Excerpts of location labeling data:
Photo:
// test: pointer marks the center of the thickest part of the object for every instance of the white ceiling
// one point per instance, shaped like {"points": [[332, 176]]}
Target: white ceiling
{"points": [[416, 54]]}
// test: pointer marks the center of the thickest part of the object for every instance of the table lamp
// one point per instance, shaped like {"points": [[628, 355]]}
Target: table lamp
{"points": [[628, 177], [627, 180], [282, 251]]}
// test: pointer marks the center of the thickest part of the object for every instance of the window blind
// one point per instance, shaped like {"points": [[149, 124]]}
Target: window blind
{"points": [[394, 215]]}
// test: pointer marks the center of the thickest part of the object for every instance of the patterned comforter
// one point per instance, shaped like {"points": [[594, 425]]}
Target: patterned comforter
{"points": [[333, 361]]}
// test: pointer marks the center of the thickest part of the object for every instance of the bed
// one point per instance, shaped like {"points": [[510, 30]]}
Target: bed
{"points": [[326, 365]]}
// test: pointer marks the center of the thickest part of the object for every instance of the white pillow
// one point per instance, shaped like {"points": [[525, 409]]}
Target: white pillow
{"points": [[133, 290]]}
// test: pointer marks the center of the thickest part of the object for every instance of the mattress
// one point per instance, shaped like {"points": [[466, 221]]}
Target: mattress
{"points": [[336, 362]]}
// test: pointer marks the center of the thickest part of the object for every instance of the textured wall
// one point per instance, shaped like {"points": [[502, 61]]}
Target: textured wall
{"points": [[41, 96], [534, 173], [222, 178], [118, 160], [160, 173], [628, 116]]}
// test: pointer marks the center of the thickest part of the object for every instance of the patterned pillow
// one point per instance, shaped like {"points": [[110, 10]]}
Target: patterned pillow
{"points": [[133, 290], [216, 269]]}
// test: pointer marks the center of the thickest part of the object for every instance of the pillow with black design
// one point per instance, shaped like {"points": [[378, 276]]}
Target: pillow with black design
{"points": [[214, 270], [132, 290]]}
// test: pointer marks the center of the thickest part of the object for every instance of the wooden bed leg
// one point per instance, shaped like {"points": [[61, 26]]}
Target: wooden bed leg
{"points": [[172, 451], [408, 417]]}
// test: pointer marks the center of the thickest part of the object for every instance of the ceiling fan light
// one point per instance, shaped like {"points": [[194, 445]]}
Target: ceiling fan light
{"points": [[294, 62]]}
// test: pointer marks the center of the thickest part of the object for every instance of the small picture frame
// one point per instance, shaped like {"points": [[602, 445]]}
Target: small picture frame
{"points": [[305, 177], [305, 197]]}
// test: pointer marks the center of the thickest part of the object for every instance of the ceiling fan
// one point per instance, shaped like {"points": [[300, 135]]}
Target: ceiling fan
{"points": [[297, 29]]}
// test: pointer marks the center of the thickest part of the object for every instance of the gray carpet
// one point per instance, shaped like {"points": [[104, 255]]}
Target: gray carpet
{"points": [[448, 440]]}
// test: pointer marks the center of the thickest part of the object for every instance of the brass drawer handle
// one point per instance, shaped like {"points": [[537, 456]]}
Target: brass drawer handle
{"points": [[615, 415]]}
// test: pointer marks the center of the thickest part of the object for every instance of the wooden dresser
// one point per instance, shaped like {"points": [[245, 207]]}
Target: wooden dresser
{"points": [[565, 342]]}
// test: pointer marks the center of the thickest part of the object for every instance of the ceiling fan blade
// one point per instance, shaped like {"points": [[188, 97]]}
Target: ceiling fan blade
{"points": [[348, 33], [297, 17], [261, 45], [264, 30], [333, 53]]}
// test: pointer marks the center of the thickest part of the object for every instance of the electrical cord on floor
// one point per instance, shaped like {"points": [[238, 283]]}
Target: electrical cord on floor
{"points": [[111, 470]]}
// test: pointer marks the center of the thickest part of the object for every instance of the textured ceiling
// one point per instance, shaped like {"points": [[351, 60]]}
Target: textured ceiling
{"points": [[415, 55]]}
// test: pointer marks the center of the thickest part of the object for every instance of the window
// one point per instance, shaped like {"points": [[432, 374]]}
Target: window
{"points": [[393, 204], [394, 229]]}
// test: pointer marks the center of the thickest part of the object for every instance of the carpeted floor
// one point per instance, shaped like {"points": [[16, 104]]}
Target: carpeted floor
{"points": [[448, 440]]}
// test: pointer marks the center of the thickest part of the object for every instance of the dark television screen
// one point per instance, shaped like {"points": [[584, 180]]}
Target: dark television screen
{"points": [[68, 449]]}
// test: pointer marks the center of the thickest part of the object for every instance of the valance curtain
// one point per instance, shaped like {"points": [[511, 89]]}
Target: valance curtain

What to work on: Repeat the records above in full, character for character.

The solution:
Photo:
// test: pointer marks the center of the thickest part of the object for every instance of the white ceiling
// one point per instance, shaped like {"points": [[332, 176]]}
Target: white ceiling
{"points": [[416, 54]]}
// test: pointer marks the center of the thickest part of the object for every instance of the table lamp
// one point per instance, shaped like {"points": [[628, 355]]}
Target: table lamp
{"points": [[628, 177], [627, 180], [282, 251]]}
// test: pointer marks the center of the thickest part of the object for every instance of the window blind
// one point per instance, shaped like {"points": [[149, 124]]}
Target: window blind
{"points": [[394, 215]]}
// test: pointer marks the center of the thickest part of the object for every instance of the patterned comforter
// one point per instance, shaped like {"points": [[594, 425]]}
Target: patterned comforter
{"points": [[333, 361]]}
// test: pointer marks the center of the thickest part of the object for every instance of the bed
// one point per instance, shaped like {"points": [[510, 30]]}
Target: bed
{"points": [[326, 365]]}
// test: pointer marks the center of the thickest part of the object for every instance of the white pillow
// one point per instance, shaped like {"points": [[525, 409]]}
Target: white pillow
{"points": [[133, 290]]}
// test: pointer marks the center of the thickest part of the object for every instance of the mattress
// one point per instance, shaped like {"points": [[466, 221]]}
Target: mattress
{"points": [[336, 362]]}
// test: pointer marks the center of the thickest part of the object for every instance of the textured wall
// one point per instance, shaped like {"points": [[502, 61]]}
Target: textured wall
{"points": [[41, 96], [534, 173], [222, 178], [118, 160], [160, 173], [628, 116]]}
// test: pointer marks the center of the thickest part of the object for every instance of the patterned pillow
// one point per instance, shaped like {"points": [[110, 10]]}
Target: patterned pillow
{"points": [[133, 290], [216, 269]]}
// test: pointer marks the center of the thickest part of the object for every instance of the pillow with black design
// one point per instance, shaped like {"points": [[378, 276]]}
Target: pillow with black design
{"points": [[214, 270], [132, 290]]}
// test: pointer marks the center of the thickest part of the object for every instance of the wooden bed leg
// one point per instance, shaped like {"points": [[61, 26]]}
Target: wooden bed leg
{"points": [[172, 451], [408, 417]]}
// test: pointer marks the center of the thickest part of the object for every instance of the ceiling fan light
// one point per instance, shaped like {"points": [[194, 445]]}
Target: ceiling fan light
{"points": [[294, 62]]}
// test: pointer marks the center of the thickest part of the object for every instance of the small picture frame
// one point per instance, shaped like {"points": [[602, 445]]}
Target: small picture frame
{"points": [[305, 177], [305, 197]]}
// test: pointer marks the center of the thickest part of the object for every instance of the ceiling fan
// one point per instance, shaped like {"points": [[300, 135]]}
Target: ceiling fan
{"points": [[297, 29]]}
// test: pointer marks the center of the thickest part of the object for every instance of the gray carpet
// one point per instance, shaped like {"points": [[104, 255]]}
Target: gray carpet
{"points": [[448, 440]]}
// test: pointer marks the center of the thickest part of the object for every instance of the brass drawer handle
// one point per instance, shaped like {"points": [[537, 456]]}
Target: brass drawer handle
{"points": [[615, 415]]}
// test: pointer marks the center of the thickest part of the object for every instance of the wooden dresser
// one point per instance, shaped like {"points": [[245, 207]]}
Target: wooden dresser
{"points": [[565, 342]]}
// test: pointer marks the center of the thickest part of the object for every instance of the ceiling fan blade
// one point per instance, shaped like {"points": [[188, 97]]}
Target: ceiling fan blade
{"points": [[348, 33], [297, 17], [261, 45], [264, 30], [333, 53]]}
// test: pointer marks the center of the thickest part of the object for every instance of the electrical cord on floor
// one point per instance, shaped like {"points": [[238, 283]]}
Target: electrical cord on floor
{"points": [[111, 470]]}
// test: pointer marks the center of the thickest part of the object for every instance of the textured ceiling
// one point per instance, shaped like {"points": [[351, 60]]}
Target: textured ceiling
{"points": [[415, 55]]}
// test: pointer marks the center of the thickest part of the object for every instance of the window
// one point per instance, shaped like {"points": [[432, 374]]}
Target: window
{"points": [[393, 204], [394, 229]]}
// test: pointer marks the center of the thickest part of the object for every instance of the carpeted floor
// one point per instance, shaped like {"points": [[16, 104]]}
Target: carpeted floor
{"points": [[448, 440]]}
// test: pointer marks the center of the thickest part of the object for every instance of the dark television screen
// one point per instance, shaped like {"points": [[584, 180]]}
Target: dark television screen
{"points": [[68, 449]]}
// test: pointer marks the center of the thickest part of the object for every instance of the valance curtain
// one point per instance, shaped like {"points": [[511, 89]]}
Target: valance curtain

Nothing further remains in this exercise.